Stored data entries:

☆ ☆ ☆ ☆ ☆ ☆ ☆

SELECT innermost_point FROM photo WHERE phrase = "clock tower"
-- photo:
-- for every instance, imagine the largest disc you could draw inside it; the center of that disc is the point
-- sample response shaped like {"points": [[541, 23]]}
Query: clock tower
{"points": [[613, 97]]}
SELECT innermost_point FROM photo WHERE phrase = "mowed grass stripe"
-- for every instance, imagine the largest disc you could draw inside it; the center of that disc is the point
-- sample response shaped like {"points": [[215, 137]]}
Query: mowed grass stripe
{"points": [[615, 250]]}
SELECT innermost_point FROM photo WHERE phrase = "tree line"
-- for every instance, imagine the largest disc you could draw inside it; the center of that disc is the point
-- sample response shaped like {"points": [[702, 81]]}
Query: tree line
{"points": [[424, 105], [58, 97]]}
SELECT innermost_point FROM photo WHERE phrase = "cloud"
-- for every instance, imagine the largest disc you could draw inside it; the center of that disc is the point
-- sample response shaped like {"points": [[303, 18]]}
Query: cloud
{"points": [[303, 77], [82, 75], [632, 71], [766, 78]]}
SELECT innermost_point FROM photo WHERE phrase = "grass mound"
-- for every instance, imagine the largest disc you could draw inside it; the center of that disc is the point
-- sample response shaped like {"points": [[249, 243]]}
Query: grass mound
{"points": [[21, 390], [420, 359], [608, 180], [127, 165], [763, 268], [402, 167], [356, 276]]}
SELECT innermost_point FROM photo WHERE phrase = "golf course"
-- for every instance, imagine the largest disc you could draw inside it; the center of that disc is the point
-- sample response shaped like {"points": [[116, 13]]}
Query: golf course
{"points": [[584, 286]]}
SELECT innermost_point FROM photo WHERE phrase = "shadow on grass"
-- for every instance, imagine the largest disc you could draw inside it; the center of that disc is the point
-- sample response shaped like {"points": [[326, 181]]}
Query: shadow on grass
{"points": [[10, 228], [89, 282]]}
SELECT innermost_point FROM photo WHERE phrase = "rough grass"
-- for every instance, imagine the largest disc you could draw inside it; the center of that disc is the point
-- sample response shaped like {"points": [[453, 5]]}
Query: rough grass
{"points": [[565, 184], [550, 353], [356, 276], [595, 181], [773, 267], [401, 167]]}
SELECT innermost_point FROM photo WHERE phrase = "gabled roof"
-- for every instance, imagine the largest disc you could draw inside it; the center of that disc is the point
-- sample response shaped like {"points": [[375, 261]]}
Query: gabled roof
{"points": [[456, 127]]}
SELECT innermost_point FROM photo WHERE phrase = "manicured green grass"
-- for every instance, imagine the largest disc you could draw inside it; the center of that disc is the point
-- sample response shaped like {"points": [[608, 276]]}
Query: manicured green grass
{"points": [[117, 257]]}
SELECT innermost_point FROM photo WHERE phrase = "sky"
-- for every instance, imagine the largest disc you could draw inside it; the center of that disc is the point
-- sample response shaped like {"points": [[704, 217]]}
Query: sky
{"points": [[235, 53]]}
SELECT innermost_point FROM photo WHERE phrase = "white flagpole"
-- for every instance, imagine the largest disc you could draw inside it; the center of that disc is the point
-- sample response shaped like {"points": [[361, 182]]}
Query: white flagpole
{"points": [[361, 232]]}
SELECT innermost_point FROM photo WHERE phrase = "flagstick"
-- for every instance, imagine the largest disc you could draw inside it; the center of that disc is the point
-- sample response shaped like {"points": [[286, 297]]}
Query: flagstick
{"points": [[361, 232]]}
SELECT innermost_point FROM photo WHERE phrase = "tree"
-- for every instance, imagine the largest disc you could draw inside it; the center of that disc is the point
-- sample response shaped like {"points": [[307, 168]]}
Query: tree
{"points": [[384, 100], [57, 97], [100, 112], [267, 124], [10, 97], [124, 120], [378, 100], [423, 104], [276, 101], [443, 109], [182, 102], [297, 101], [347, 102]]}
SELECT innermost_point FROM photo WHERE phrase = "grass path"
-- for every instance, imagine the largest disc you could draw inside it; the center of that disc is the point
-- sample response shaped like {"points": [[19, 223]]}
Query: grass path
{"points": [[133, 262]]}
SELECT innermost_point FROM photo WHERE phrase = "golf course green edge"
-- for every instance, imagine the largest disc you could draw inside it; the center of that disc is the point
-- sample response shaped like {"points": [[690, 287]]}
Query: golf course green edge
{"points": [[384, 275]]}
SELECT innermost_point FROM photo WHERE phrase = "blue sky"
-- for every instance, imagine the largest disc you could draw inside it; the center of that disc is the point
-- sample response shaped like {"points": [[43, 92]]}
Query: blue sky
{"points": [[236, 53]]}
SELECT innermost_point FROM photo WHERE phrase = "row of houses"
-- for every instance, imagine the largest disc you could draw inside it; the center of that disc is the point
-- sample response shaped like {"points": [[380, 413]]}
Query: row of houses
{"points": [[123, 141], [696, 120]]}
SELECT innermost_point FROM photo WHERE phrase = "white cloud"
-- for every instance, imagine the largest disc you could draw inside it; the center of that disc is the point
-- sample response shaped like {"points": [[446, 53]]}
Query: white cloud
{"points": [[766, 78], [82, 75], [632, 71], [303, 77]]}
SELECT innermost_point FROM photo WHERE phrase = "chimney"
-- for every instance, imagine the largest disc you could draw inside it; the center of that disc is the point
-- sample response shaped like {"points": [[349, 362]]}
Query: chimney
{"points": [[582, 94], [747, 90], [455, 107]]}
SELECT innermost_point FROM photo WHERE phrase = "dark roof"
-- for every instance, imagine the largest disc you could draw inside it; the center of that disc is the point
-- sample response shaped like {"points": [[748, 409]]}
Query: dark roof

☆ ☆ ☆ ☆ ☆ ☆ ☆

• **Task requirements**
Put down each entry again, unchanged and complete.

• **Solution to this problem**
SELECT innermost_point FROM photo WHERE phrase = "clock tower"
-- photo:
-- for every instance, imagine the largest disc you could draw inside it; the center of that disc is the point
-- sample response shaped like {"points": [[541, 23]]}
Query: clock tower
{"points": [[613, 97]]}
SELECT innermost_point FROM photo WHERE phrase = "mowed grass stripe"
-- for every instance, imagine the largest disc you could draw inside it; the center of that disc is the point
-- sample response shaped like {"points": [[215, 137]]}
Query: mowed grass stripe
{"points": [[615, 250]]}
SELECT innermost_point FROM photo WHERE phrase = "tree line"
-- for every instance, imagine the largest disc you could draw inside it; the center of that disc is the point
-- sample response shaped like {"points": [[702, 81]]}
Query: tree line
{"points": [[424, 105], [58, 97]]}
SELECT innermost_point FROM photo WHERE phrase = "cloud"
-- for every instance, imagine the largest disc you could draw inside it; the center of that disc is the point
-- sample response shaped like {"points": [[303, 18]]}
Query: cloud
{"points": [[303, 77], [82, 75], [632, 71], [766, 78]]}
SELECT innermost_point FROM photo WHERE phrase = "grass mound"
-- for every instance, imagine the largest disc you could draw inside it; the center of that disc is the point
-- sample response shaped like {"points": [[249, 243]]}
Query: grass mound
{"points": [[21, 390], [420, 359], [608, 180], [127, 165], [763, 268], [402, 167], [356, 276]]}
SELECT innermost_point FROM photo WHERE phrase = "golf course"
-- for every instance, imagine the largest disc you could draw inside it; the center of that disc is the point
-- sample response shaped like {"points": [[116, 13]]}
Query: golf course
{"points": [[584, 286]]}
SELECT innermost_point FROM photo WHERE phrase = "shadow on grass"
-- for every instance, imagine the largest disc you could draw inside it; the center of that disc is the point
-- sample response shaped like {"points": [[326, 181]]}
Query: shadow on grass
{"points": [[10, 228], [89, 282]]}
SELECT innermost_point FROM photo WHERE phrase = "rough grass"
-- for every instance, imagine the largest disc you could draw inside it; the center of that disc is the point
-- sample response shaped like {"points": [[453, 5]]}
Query: rough grass
{"points": [[565, 184], [550, 353], [356, 276], [595, 181], [773, 267], [401, 167]]}
SELECT innermost_point FROM photo WHERE phrase = "gabled roof"
-- for every instance, imagine the largest disc you could draw inside it; the center of that disc is the point
-- sample response shaped like {"points": [[375, 261]]}
Query: gabled roof
{"points": [[456, 127]]}
SELECT innermost_point FROM photo WHERE phrase = "manicured green grass"
-- for every instance, imagine the largest disc you could draw inside it; the center of that disc is the point
-- sample response shaped like {"points": [[608, 276]]}
Query: manicured green grass
{"points": [[117, 257]]}
SELECT innermost_point FROM photo WHERE phrase = "sky"
-- for every instance, imagine the largest disc you could draw inside it; the center of that disc is the point
-- sample response shaped like {"points": [[704, 217]]}
Query: sky
{"points": [[235, 53]]}
SELECT innermost_point FROM photo WHERE phrase = "white flagpole"
-- for every instance, imagine the largest disc you could draw inside it; the center of that disc is the point
-- sample response shaped like {"points": [[361, 182]]}
Query: white flagpole
{"points": [[361, 232]]}
SELECT innermost_point FROM photo WHERE phrase = "flagstick"
-- for every instance, imagine the largest disc you could draw inside it; the center of that disc is the point
-- sample response shaped like {"points": [[286, 297]]}
Query: flagstick
{"points": [[361, 232]]}
SELECT innermost_point FROM photo WHERE phrase = "tree"
-- for every instance, imagine the largest disc you could draw inside it; the center of that disc is the point
-- sample response shaped like {"points": [[307, 168]]}
Query: tree
{"points": [[384, 100], [57, 97], [100, 112], [267, 124], [10, 97], [124, 120], [378, 100], [423, 104], [276, 101], [443, 109], [182, 102], [297, 101], [347, 102]]}
SELECT innermost_point FROM photo WHERE phrase = "grass path"
-- for every instance, imagine the largest disc you could draw inside it; the center of that disc is the point
-- sample response shaped like {"points": [[19, 223]]}
Query: grass path
{"points": [[133, 262]]}
SELECT innermost_point FROM photo WHERE phrase = "golf course green edge"
-- for every instance, imagine the largest disc you could draw inside it; the center of that disc is the point
-- sample response shaped like {"points": [[690, 287]]}
Query: golf course green edge
{"points": [[384, 275]]}
SELECT innermost_point FROM photo WHERE phrase = "blue sky"
-- for every instance, imagine the largest disc you could draw inside it; the center of that disc is the point
-- sample response shaped like {"points": [[43, 92]]}
Query: blue sky
{"points": [[236, 53]]}
SELECT innermost_point FROM photo WHERE phrase = "row of houses"
-- for every instance, imagine the largest disc you could draw inside it; the center of that disc is the point
-- sample response shaped like {"points": [[380, 413]]}
Query: row of houses
{"points": [[123, 141], [696, 120]]}
SELECT innermost_point FROM photo WHERE phrase = "white cloud"
-- for every instance, imagine the largest disc you could draw inside it; the center of that disc is the point
-- sample response shaped like {"points": [[446, 53]]}
Query: white cloud
{"points": [[766, 78], [82, 75], [632, 71], [303, 77]]}
SELECT innermost_point FROM photo WHERE phrase = "chimney"
-- for every instance, imagine the largest disc you could draw inside it; the center of that disc is the point
-- sample response shaped like {"points": [[349, 362]]}
Query: chimney
{"points": [[582, 94], [747, 90], [455, 107]]}
SELECT innermost_point FROM photo WHERE phrase = "dark roof"
-- for every instance, imagine the largest disc you could draw inside it; the center of that disc is the point
-- sample response shaped like {"points": [[748, 409]]}
Query: dark roof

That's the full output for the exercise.